■ WHAT TO DO ■
Set down each entry exactly as given; pictures should not appear in the copy.

Image object location entries:
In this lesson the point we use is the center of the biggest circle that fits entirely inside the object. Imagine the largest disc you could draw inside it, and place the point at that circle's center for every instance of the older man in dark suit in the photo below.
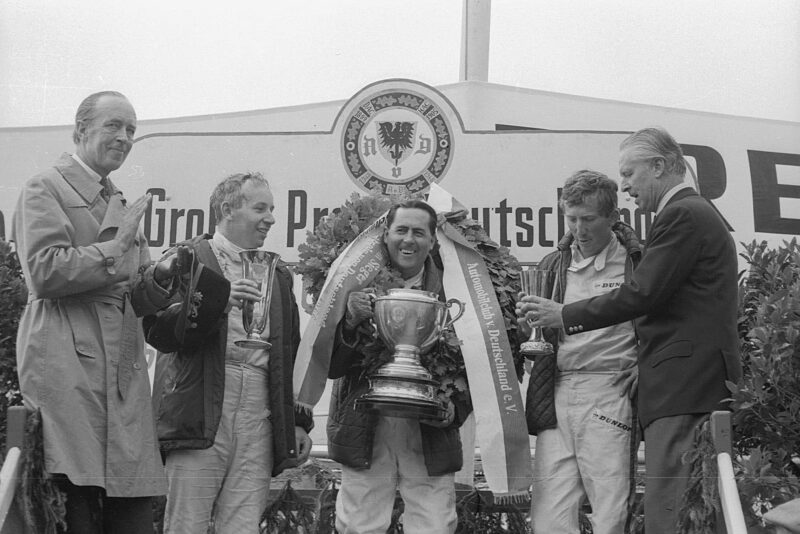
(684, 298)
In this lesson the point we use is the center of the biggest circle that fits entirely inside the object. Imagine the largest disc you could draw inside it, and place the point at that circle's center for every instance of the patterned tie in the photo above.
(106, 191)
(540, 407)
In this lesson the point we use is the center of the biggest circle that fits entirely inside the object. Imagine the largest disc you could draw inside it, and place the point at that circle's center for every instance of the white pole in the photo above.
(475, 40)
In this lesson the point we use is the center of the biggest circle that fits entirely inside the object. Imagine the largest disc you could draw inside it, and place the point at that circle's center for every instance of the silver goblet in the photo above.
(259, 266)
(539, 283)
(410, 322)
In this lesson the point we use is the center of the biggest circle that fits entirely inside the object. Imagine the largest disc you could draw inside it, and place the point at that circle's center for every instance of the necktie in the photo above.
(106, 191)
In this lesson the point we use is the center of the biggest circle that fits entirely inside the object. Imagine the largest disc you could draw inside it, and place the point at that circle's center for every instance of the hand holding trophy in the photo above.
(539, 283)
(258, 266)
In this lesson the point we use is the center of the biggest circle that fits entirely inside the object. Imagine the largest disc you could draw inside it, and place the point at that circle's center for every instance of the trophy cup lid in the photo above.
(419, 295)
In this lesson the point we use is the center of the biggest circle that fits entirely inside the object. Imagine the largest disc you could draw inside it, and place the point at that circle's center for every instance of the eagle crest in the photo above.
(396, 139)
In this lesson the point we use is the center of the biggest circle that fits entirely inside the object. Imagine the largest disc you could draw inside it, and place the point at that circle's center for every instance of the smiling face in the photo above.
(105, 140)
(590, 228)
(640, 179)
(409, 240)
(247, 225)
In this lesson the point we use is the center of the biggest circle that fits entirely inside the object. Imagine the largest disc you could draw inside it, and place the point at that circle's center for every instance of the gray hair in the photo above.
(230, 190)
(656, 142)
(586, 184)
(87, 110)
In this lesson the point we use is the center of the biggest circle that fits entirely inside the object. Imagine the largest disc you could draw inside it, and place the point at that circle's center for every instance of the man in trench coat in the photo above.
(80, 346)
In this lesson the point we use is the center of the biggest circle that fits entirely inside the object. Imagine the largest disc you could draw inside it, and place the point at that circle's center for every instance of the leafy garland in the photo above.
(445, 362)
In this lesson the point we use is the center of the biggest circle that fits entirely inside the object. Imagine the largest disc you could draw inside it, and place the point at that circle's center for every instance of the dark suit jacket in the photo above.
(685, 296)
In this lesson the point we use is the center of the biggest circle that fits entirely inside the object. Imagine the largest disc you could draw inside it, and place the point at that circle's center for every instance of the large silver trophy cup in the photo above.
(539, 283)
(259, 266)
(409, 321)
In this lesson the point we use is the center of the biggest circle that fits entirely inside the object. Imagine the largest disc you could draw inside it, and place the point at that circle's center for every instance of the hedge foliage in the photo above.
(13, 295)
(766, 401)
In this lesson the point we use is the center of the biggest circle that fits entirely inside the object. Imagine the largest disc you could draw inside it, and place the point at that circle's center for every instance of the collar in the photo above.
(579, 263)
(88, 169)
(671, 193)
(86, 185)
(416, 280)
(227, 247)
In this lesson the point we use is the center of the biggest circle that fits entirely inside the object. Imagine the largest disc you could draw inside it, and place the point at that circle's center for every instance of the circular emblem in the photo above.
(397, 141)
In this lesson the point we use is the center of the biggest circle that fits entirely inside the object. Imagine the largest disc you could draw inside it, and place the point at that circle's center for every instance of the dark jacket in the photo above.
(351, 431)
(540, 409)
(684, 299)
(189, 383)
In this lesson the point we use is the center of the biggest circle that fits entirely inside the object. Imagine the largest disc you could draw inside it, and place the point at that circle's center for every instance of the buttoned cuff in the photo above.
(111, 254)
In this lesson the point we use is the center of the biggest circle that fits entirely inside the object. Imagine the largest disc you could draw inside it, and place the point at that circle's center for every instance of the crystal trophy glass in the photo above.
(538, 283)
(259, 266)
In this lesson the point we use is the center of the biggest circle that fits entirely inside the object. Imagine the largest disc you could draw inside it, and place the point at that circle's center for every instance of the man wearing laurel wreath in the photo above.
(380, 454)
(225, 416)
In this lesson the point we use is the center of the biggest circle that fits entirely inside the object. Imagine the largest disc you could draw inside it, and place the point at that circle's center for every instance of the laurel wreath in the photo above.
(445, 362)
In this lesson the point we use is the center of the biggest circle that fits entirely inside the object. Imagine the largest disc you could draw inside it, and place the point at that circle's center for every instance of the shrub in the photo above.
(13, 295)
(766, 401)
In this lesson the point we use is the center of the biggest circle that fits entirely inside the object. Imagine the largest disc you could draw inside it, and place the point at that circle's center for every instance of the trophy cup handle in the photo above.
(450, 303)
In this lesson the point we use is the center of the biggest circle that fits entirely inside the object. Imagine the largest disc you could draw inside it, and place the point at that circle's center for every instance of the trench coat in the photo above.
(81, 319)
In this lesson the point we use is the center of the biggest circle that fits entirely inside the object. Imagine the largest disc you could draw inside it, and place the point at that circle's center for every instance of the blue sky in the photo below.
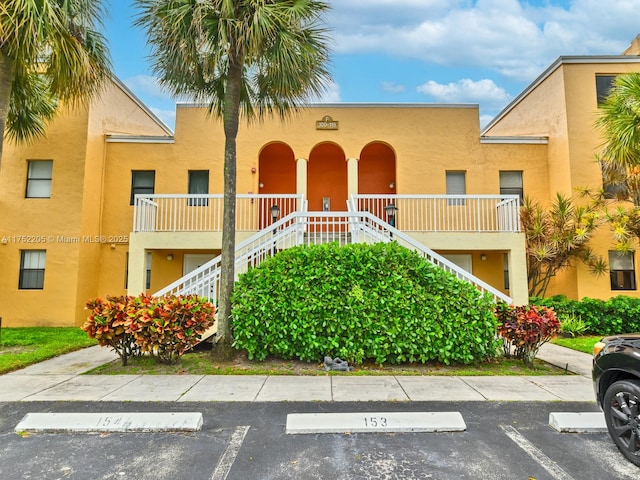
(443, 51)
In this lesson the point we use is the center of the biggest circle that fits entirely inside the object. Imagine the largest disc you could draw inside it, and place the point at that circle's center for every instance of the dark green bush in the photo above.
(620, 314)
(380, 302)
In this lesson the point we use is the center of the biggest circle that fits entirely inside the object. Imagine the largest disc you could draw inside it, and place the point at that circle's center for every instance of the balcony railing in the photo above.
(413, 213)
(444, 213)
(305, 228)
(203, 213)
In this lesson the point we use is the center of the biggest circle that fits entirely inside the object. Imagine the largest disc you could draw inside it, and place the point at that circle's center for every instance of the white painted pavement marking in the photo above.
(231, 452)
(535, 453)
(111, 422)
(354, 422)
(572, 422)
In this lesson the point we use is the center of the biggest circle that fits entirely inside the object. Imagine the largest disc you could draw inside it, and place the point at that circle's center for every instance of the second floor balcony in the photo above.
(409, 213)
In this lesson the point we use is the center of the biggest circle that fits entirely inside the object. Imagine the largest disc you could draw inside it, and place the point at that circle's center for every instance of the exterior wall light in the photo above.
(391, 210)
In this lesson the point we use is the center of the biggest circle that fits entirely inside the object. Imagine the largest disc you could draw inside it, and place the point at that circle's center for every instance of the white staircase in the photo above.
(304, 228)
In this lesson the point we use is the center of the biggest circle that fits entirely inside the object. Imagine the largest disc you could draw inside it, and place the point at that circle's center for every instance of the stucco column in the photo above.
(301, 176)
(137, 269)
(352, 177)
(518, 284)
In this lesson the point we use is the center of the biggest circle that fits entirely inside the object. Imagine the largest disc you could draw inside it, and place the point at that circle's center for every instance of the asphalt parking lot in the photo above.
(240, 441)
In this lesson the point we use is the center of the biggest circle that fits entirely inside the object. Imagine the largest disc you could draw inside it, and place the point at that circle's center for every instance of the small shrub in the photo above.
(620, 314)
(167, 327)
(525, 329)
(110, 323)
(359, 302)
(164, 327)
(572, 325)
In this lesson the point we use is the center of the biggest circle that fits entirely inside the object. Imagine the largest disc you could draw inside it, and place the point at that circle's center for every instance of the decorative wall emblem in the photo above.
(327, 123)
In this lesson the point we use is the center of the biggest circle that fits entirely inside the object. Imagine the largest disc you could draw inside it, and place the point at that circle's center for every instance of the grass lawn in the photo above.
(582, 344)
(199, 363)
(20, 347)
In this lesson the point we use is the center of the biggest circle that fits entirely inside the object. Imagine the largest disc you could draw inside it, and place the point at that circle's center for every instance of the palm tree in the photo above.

■ OUTPUT OF THE TASK ■
In this lesson the point we use is the center of the biggest circle that fits entirely inside the object. Imagine the largest disc you could draw inside it, and place the point at that circle's center for every instance of the older man in dark suit in the photo below.
(684, 298)
In this lesson the point we use is the center of the biggest circle that fits entirely inside the object. Imagine the largest disc you could draw inside it, and place the point at that circle's center for every instance of the patterned tie in the photo above.
(106, 191)
(540, 407)
In this lesson the point we use is the center of the biggest circle that fits entirely inside the object. Imagine the largest disc you could draw inside it, and place the point at that circle's center for every instance of the white pole in the photo above.
(475, 40)
In this lesson the point we use is the center of the biggest circle that fits entirely inside the object. Imagine the largest disc you could draw inside it, and place the point at that circle's center for every instance of the silver goblet in the photo above.
(259, 266)
(539, 283)
(410, 322)
In this lesson the point we use is the center of the biggest circle that fits entirely inside the object. Imagine the largest disc you could draw inside it, and place the point at that circle's center for every instance of the necktie in the photo above.
(106, 191)
In this lesson the point we use is the center of the biggest circle that fits entirely inside the object. Imagine the largest disc you could draw inside it, and place the point at that circle's center for every instance of the hand holding trophy in the photo above.
(539, 283)
(258, 266)
In this lesson the point we use is the center of the biggest circle that fits entirely inside the object. Imagine the largest disc you could draw inside it, and place the point at that circle's center for every instance of the trophy cup lid in the photo above.
(419, 295)
In this lesson the point we use is the center of the biggest circle that fits entirely inside the object. Imagine the largest disc you could draw inside it, and place the point at that circle's center for every instance of the eagle crest in the photo above.
(396, 139)
In this lesson the point we use is the center of the biggest circle that fits entirely inside the object. Imagine the largest disc you could draw inside it, and place the point at that circle's center for every instance of the smiling face in the photo above.
(105, 140)
(590, 228)
(640, 179)
(409, 240)
(247, 225)
In this lesson the point we use is the center of the biggest circle that fits entirely inside the object. Imagine the largest disc you could draw inside it, and place the point at that circle's center for every instance of the gray hair in the photo above.
(230, 190)
(656, 142)
(586, 184)
(87, 110)
In this lesson the point we use is the center of the biggest circle that fits entirely inside the object. Imagine the largest disc you could draw inside it, and place the point at that circle's center for every instance of the man in trench coat in the photo above.
(80, 346)
In this lesson the point we use is the center of the biggest circle that fits entirely inside the object. Imagine the largest disc you could draw inside it, and place the point at that circle's center for every instance of the leafy garland in the photo above.
(445, 362)
In this lesson the point we use is the center of the biggest circle that fits entirely inside the object. Imagine the largest disc you could draw inside it, and place the point at that circle's center for every instance of the dark suit jacket in the photo above.
(685, 296)
In this lesson the point we use is the center of the biggest circle that fits entirely inside the object. Imagine the largest disc you could draw inside it, and place the point at that circle's center for every instance of the large silver trophy cup in the photo above.
(539, 283)
(259, 266)
(409, 321)
In this lesson the point we use is the center of the biggest circle that fits entirely inside the object. Imagine the largest disc you could draw inside it, and place the point at that circle's center for every instance of the hedge foliage in the photo above.
(13, 295)
(766, 401)
In this lesson the point we use is the center of the biggest circle that fits entirely inside the object. Imagine the largest disc you could draw inside it, and place the point at that circle's center for every instance of the collar in the photo above.
(579, 263)
(88, 169)
(671, 193)
(86, 185)
(416, 280)
(227, 247)
In this lesson the point we use is the center of the biggest circle that fits entirely inside the object. Imagine the largest disc you could draw inside it, and place the point at that circle's center for every instance of the circular emblem in the photo above.
(397, 141)
In this lesson the point we use is the center of the biggest circle that fits entirely inside the object. Imagine the largest disc you could draw inside it, and place the point at that circle's center for every instance of the dark jacket in the photo above.
(351, 431)
(540, 409)
(684, 299)
(189, 383)
In this lesson the point we use is the center of the biggest circle that fits entirely inside the object. Imagine the largest disc you could draw inside it, and place the point at that circle's center for every instance of the buttoned cuff in the photo above.
(111, 254)
In this lesson the point we use is the center of the biggest circle that fits entirely inside the object. Imagine the largest disc you could draw inside it, and place the point at that circle's center for every instance of the crystal trophy glass in the photo above.
(538, 283)
(259, 266)
In this lesson the point we use is the center of the biggest circle that fits entirely inside the object. Imagine the largest disc you could draw inside it, and place the point at that circle's center for every instance of the man wearing laurel wreath in the photo above.
(380, 454)
(225, 416)
In this lesson the point we use is the center of the biggest circle that fits entirely inside the object. Imagine the largest disc you could draw inside it, and place the point at that circle's center for every instance of the laurel wreath in the photo above.
(445, 362)
In this lesson the point we use is the center of the biggest circle that fits entirely inside the object. Imagine the largest disc you could draw inside it, and place the point at that circle's center for every instance of the shrub in the photo above.
(13, 295)
(766, 401)
In this lesson the point we use is the center of the biggest circle that fits entirely inside the object. Imagine the largest disc you could draw inside it, and place the point at that circle's center for every instance of the trophy cup handle in the photo above.
(450, 303)
In this lesson the point we use is the center of the biggest circle that fits entirely inside the object. Imagine the largest disc you could draw inside it, and place the point at that circle's center for every instance of the trench coat in the photo above.
(81, 319)
In this lesson the point we use is the center of the biggest circle that fits entirely inside the object. Imagine the largest disc you could draw inside it, and place the point at that circle's center for every instance of the blue sky in the photo below.
(443, 51)
In this lesson the point we use is the center of the biggest circle that fits entirely inside the object. Imagine the largest disc you could draw inside it, and place the point at that circle's center for every instance of the dark green bush in the photo above.
(620, 314)
(380, 302)
In this lesson the point we use is the center of the biggest circle that fits entirely inside the object. Imagine the largest disc you could draw inside it, and place the point at that circle's center for every instance of the balcony railing in the photo above.
(413, 213)
(444, 213)
(305, 228)
(203, 213)
In this lesson the point we use is the center of the biggest circle that fits entirely inside the object. Imagine the largest disc you could draw inside it, and place the point at that circle's center for every instance of the white painted pavement marking in the photo above.
(231, 452)
(535, 453)
(111, 422)
(354, 422)
(572, 422)
In this lesson the point we use is the center of the biggest circle that fits entirely inside the object. Imagine the largest disc you could draw inside it, and place the point at that circle's center for every instance of the second floor balcony in the photo above.
(409, 213)
In this lesson the point we use is the center of the biggest circle that fits entirely inside the object. Imagine the largest disc you could draw inside it, and place the point at that circle's center for every instance of the exterior wall light in the photo above.
(391, 210)
In this lesson the point we use is the center of the biggest circle that fits entirely inside the object. Imagine the largest disc you could draw inside it, and place the point at that circle's center for every instance of the white staircase in the photo above.
(304, 228)
In this lesson the point we use is the center of the biggest circle that fits entirely inside the object. Imagine the largest disc you could draw inside it, and place the point at that circle's center for every instance of the stucco column in the photo above.
(301, 176)
(137, 269)
(352, 177)
(518, 284)
In this lesson the point we use is the center of the biggest circle that fits entirely inside the object. Imagine the largest disc you could draw inside it, and place the point at that circle's center for every instance of the asphalt parking lot in the photo above.
(240, 441)
In this lesson the point we use is the center of the biggest circle that fits entirely inside the object. Imagine the largest disc you could draw inside it, and place the point at that circle's center for every instance of the small shrub in the photo above.
(620, 314)
(167, 327)
(525, 329)
(110, 323)
(359, 302)
(164, 327)
(572, 325)
In this lesson the point we use is the center of the biggest circle that fits entirely inside the object. Imagine the largest disc you could draw inside it, and place the point at that circle's center for every instance of the decorative wall emblem in the photo above.
(327, 123)
In this lesson the point we use is the center of the biggest circle that fits entirely inside the object. Imagine the largest disc you could draw inside it, and place the point at that circle's center for every instance of the grass lawn in the photo above.
(582, 344)
(199, 363)
(20, 347)
In this lesson the point we use is the center of the biggest circle that fits entirely inside the object. Imagine the largest disc you could draw inside it, and place the point at that circle's center for every instance of the palm tree in the photo above.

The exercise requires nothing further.